Referring expression grounding data:

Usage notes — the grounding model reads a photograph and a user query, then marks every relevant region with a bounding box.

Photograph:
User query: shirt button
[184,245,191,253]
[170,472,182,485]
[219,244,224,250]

→ Required work
Every entry, from first to last, is to be reproduced exactly.

→ Written response
Usage notes — the grounding model reads a photograph and a user query, then marks every relevant region with a bounding box.

Photograph:
User query: shirt button
[184,245,191,253]
[170,472,182,485]
[219,244,224,250]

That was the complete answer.